> [Set exercise 1]: From the passage on the First Armed Neutrality, list every state it says joined the league in 1781, 1782, or 1783, and give the year for each.
> [Set exercise 2]: Write a continuation of the passage on the First Armed Neutrality, picking up right after its final sentence.

> [Source document]:
———
As privateering was legitimate and in general use, neutral commerce was considerably disturbed during every war between naval States. Now in 1780, during war between Great Britain, her American colonies, France, and Spain, Russia sent a circular[536] to England, France, and Spain, in which she proclaimed the following five principles: (1) That neutral vessels should be allowed to navigate from port to port of belligerents and along their coasts; (2) that enemy goods on neutral vessels, contraband excepted, should not be seized by belligerents; (3) that, with regard to contraband, articles 10 and 11 of the treaty of 1766 between Russia and Great Britain should be applied in all cases; (4) that a port should only be considered blockaded if the blockading belligerent had stationed vessels there, so as to create an obvious danger for neutral vessels entering the port; (5) that these principles should be applied in the proceedings and judgments on the legality of prizes. In July and August 1780, Russia[537] entered into a treaty, first with Denmark and then with Sweden, for the purpose of enforcing those principles by equipping a number of men-of-war. Thus the "Armed Neutrality" made its appearance. In 1781, the Netherlands, Prussia, and Austria, in 1782 Portugal, and in 1783 the Two Sicilies joined the league. France, Spain, and the United States of America accepted the principles of the league without formally joining. The war between England, the United States, France, and Spain was terminated in 1783, and the war between England and the Netherlands in 1784, but in the treaties of peace the principles of the "Armed Neutrality" were not mentioned. This league had no direct practical consequences, since England retained her former standpoint. Moreover, some of the States that had joined the league acted contrary to some of its principles when they themselves went to war—as did Sweden during her war with Russia 1788-1790, and France and Russia in 1793—and some of them concluded treaties in which were stipulations at variance with those principles. Nevertheless, the First Armed Neutrality has proved of great importance, because its principles have furnished the basis of the Declaration of Paris of 1856.
———
> [Record excerpts]:
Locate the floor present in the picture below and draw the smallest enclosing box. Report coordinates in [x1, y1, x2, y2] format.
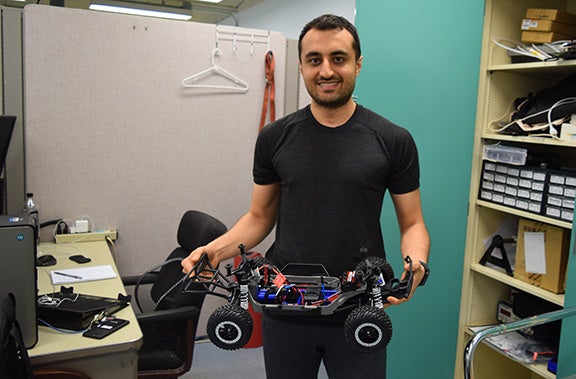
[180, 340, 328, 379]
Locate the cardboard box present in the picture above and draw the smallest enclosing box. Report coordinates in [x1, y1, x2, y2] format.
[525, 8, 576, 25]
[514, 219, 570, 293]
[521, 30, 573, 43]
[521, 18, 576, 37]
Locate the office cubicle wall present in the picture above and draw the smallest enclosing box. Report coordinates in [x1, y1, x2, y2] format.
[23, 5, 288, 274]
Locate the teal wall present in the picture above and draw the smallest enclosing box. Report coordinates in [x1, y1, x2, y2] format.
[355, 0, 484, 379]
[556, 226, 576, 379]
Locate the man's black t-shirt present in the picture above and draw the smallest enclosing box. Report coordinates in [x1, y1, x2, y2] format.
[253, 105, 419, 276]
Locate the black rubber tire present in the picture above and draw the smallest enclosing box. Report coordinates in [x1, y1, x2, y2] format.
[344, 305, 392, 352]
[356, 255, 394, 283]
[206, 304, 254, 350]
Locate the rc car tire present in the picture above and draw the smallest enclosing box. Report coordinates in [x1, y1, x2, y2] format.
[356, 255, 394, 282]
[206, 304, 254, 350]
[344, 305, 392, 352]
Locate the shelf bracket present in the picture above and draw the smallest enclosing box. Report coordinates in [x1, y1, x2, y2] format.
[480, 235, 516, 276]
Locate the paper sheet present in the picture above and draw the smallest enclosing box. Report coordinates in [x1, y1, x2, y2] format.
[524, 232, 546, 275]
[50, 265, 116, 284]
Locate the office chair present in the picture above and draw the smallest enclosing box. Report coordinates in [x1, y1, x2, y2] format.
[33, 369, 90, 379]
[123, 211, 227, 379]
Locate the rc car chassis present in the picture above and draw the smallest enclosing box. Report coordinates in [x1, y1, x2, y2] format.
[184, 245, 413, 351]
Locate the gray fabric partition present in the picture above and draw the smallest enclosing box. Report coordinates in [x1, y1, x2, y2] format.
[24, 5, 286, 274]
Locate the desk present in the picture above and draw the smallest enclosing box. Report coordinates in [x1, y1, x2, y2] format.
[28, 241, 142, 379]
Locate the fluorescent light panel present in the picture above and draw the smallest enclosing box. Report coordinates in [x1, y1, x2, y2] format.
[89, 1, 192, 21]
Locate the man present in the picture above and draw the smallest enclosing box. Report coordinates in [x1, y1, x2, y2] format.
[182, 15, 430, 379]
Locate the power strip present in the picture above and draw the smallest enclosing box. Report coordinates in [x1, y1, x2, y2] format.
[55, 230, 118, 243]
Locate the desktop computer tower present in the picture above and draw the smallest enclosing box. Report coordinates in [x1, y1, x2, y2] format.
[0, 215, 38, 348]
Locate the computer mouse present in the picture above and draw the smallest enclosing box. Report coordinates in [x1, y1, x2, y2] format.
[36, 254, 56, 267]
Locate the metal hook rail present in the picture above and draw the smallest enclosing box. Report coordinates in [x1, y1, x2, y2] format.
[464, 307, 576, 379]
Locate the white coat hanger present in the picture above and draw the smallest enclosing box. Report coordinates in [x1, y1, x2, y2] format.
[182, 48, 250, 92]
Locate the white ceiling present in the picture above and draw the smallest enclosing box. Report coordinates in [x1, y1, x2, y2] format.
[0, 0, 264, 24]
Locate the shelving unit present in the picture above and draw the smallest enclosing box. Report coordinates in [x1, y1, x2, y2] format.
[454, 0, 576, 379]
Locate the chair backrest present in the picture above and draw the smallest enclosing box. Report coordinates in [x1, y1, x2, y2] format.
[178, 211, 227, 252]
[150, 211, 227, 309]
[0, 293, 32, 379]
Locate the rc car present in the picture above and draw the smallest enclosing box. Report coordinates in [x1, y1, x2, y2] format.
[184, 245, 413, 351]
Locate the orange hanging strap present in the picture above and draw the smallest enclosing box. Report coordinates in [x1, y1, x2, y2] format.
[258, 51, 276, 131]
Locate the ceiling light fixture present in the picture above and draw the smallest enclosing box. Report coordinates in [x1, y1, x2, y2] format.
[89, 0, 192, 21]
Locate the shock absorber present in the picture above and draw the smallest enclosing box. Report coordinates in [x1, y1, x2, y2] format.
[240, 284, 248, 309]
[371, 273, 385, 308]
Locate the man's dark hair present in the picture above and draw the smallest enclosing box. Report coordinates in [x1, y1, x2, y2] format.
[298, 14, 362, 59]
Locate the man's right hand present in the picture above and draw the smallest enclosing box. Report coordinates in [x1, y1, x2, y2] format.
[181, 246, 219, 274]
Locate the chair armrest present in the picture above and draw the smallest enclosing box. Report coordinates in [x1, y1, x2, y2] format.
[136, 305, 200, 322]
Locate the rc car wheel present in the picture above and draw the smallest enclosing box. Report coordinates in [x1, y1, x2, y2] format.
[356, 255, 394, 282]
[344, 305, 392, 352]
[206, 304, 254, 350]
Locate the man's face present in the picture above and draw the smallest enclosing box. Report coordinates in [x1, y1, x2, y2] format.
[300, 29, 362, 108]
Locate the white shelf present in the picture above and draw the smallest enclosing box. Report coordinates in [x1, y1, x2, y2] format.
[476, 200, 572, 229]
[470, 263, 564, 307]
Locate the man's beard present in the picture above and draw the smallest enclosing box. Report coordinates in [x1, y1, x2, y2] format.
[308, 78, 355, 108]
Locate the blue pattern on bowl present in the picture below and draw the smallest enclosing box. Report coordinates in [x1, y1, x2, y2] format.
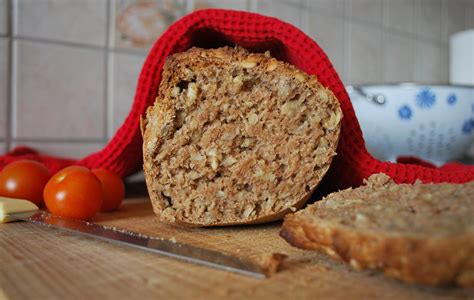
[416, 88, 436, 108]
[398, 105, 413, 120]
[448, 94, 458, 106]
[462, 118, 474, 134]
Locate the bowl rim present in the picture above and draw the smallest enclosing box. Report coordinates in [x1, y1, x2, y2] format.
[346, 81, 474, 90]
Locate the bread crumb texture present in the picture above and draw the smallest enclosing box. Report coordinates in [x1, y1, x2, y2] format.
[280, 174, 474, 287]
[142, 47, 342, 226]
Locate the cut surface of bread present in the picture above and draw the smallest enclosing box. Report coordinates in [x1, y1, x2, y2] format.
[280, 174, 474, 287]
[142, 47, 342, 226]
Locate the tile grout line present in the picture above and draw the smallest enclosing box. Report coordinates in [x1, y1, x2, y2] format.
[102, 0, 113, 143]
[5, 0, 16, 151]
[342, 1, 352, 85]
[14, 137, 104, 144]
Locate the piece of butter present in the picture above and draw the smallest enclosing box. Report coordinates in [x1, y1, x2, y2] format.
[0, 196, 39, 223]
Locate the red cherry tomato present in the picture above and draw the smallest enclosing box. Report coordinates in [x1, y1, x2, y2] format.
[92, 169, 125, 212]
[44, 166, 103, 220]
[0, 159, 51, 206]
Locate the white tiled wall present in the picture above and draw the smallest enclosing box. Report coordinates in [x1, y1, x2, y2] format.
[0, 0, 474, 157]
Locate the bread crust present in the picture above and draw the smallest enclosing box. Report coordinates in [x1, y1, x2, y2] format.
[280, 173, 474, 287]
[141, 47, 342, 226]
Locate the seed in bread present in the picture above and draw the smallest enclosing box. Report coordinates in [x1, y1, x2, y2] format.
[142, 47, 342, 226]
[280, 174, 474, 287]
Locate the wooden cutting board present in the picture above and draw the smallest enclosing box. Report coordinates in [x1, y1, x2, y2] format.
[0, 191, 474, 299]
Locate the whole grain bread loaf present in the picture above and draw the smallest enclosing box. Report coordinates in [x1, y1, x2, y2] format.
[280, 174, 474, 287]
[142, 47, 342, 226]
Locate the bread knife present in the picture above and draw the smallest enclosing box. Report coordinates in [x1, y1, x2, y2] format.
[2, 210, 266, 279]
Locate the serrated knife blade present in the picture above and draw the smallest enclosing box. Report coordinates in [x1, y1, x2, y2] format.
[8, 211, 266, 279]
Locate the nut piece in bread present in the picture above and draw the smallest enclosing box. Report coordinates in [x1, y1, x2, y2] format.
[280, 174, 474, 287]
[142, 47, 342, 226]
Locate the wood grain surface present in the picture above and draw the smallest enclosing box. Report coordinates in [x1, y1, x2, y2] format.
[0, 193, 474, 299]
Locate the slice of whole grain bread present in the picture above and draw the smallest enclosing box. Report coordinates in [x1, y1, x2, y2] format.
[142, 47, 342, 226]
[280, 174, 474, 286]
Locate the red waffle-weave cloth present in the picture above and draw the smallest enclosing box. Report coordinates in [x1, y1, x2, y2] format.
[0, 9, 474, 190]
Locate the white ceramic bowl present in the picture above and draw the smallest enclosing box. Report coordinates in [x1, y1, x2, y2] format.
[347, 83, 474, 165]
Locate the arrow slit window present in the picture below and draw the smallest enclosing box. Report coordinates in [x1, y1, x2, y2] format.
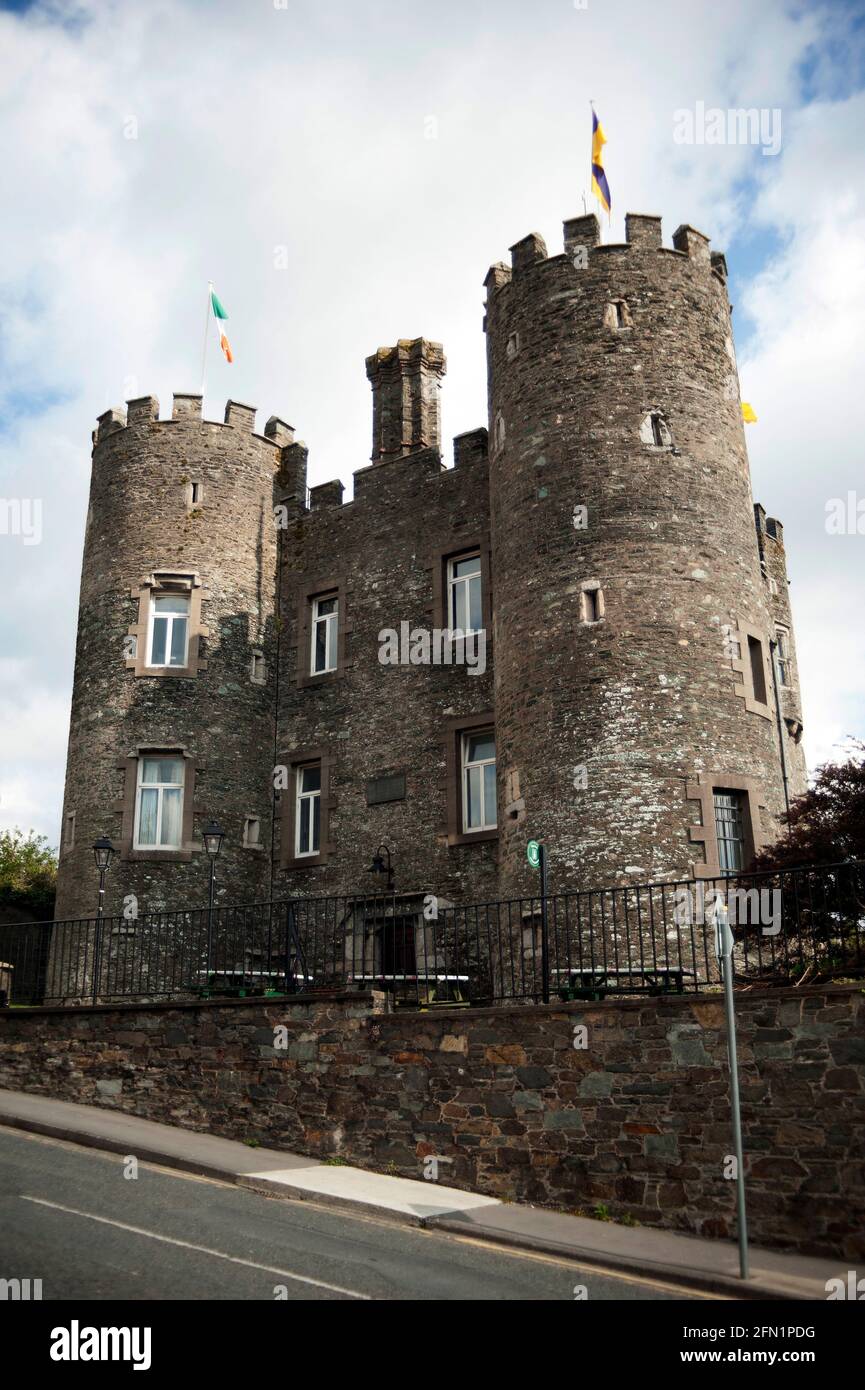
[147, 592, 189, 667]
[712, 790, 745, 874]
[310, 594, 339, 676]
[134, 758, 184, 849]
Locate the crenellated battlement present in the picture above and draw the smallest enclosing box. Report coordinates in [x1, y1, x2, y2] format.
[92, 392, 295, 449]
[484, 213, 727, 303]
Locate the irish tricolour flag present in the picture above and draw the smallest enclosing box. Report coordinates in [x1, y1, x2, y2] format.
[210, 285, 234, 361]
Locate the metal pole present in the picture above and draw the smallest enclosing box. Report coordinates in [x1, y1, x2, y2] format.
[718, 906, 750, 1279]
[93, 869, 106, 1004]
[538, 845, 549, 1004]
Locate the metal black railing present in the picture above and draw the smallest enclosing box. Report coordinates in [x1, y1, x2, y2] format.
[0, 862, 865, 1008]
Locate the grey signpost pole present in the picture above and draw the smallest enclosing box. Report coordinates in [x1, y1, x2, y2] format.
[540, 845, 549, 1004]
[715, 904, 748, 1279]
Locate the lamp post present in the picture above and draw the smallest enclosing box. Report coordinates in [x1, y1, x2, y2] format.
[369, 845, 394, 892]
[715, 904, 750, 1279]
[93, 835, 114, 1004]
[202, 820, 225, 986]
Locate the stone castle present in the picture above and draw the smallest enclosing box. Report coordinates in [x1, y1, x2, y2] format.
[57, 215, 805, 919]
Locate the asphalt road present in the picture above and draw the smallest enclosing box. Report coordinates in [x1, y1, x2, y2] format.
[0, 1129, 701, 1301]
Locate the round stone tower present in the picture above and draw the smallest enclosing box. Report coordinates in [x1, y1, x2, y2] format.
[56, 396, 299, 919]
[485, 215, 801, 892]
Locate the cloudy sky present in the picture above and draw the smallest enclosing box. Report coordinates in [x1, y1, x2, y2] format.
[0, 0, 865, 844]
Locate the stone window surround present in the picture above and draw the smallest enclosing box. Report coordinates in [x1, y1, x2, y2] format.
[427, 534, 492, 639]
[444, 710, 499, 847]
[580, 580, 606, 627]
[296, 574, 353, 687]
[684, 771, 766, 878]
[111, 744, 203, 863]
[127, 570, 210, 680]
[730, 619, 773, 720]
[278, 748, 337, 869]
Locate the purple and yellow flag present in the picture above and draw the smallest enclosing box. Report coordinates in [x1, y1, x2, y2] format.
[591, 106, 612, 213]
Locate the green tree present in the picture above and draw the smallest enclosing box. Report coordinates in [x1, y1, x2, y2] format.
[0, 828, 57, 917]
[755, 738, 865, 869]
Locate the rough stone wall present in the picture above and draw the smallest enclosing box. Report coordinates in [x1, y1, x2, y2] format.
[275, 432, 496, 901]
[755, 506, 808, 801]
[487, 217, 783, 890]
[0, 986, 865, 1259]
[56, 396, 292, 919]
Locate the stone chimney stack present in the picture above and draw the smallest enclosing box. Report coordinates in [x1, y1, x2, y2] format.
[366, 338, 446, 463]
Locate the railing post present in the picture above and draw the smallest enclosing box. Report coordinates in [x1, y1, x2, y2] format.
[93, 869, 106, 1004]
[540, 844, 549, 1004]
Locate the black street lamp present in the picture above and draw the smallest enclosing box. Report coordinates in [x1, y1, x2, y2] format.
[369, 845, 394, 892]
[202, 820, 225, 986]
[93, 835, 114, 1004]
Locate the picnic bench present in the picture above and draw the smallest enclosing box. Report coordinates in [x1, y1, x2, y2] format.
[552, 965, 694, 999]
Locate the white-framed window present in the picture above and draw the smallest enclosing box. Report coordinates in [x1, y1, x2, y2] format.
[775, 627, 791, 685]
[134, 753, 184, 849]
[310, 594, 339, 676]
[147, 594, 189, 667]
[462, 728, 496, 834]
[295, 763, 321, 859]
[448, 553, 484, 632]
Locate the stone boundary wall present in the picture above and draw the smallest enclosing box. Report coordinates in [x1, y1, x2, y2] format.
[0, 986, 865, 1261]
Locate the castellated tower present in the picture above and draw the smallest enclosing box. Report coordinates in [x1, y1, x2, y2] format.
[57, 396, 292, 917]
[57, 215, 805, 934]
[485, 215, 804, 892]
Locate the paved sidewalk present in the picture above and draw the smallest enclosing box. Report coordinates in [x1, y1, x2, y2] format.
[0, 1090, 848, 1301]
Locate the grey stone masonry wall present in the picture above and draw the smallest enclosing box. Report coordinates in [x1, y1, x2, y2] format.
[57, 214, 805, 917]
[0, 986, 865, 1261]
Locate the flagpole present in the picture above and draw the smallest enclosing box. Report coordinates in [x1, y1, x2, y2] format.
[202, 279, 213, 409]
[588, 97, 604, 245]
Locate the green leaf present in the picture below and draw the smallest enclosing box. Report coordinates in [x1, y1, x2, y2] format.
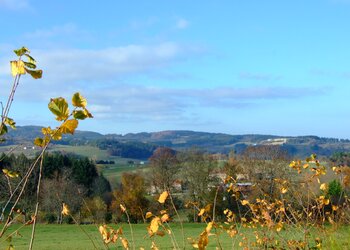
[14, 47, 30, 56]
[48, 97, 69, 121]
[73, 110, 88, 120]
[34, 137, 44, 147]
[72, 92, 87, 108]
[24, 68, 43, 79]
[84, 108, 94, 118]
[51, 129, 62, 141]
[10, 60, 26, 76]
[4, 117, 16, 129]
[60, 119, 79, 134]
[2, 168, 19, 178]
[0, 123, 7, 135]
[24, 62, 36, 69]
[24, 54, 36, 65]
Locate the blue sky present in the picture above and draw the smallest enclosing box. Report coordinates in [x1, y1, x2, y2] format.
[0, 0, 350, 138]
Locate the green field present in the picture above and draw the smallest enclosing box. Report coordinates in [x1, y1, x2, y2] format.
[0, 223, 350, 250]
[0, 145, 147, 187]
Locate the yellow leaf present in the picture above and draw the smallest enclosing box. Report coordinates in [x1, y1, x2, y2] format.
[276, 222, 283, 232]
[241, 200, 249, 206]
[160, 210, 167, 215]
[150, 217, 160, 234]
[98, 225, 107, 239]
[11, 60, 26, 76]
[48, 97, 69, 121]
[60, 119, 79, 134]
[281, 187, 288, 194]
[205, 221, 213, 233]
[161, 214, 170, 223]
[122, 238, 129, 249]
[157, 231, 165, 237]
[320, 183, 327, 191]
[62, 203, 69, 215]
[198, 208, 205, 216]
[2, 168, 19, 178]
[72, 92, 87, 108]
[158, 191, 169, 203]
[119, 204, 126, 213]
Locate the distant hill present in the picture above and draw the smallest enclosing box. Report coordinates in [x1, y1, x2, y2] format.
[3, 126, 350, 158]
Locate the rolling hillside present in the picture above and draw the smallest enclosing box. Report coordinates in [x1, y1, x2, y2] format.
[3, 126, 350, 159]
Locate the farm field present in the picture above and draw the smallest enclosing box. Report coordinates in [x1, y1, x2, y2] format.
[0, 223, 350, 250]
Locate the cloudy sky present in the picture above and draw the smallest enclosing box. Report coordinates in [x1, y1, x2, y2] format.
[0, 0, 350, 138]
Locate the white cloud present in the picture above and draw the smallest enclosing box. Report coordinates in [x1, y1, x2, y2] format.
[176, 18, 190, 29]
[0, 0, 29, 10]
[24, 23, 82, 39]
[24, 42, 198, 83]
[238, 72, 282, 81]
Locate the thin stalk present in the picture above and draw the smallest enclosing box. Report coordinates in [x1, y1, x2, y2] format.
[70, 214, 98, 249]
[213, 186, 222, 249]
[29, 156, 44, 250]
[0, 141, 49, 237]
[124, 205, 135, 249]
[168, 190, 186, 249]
———
> [Written reply 1]:
- Netherlands (1781)
- Prussia (1781)
- Austria (1781)
- Portugal (1782)
- Two Sicilies (1783)

> [Written reply 2]:
[536] Martens, R. III. p. 158.
[537] Martens, R. III. pp. 189 and 198.
The French Revolution and the Second Armed Neutrality.
§ 290. The wars of the French Revolution showed that the time was not yet ripe for the progress aimed at by the First Armed Neutrality. Russia, the very same Power which had initiated the Armed Neutrality in 1780 under the Empress Catharine II. (1762-1796), joined Great Britain in 1793 in order to interdict all neutral navigation into ports of France, with the intention of subduing France by famine. Russia and England justified their attitude by the exceptional character of their war against France, which country had proved to be the enemy of the security of all other nations. The French Convention answered with an order to the French fleet to capture all neutral ships carrying provisions to enemy ports or carrying enemy goods.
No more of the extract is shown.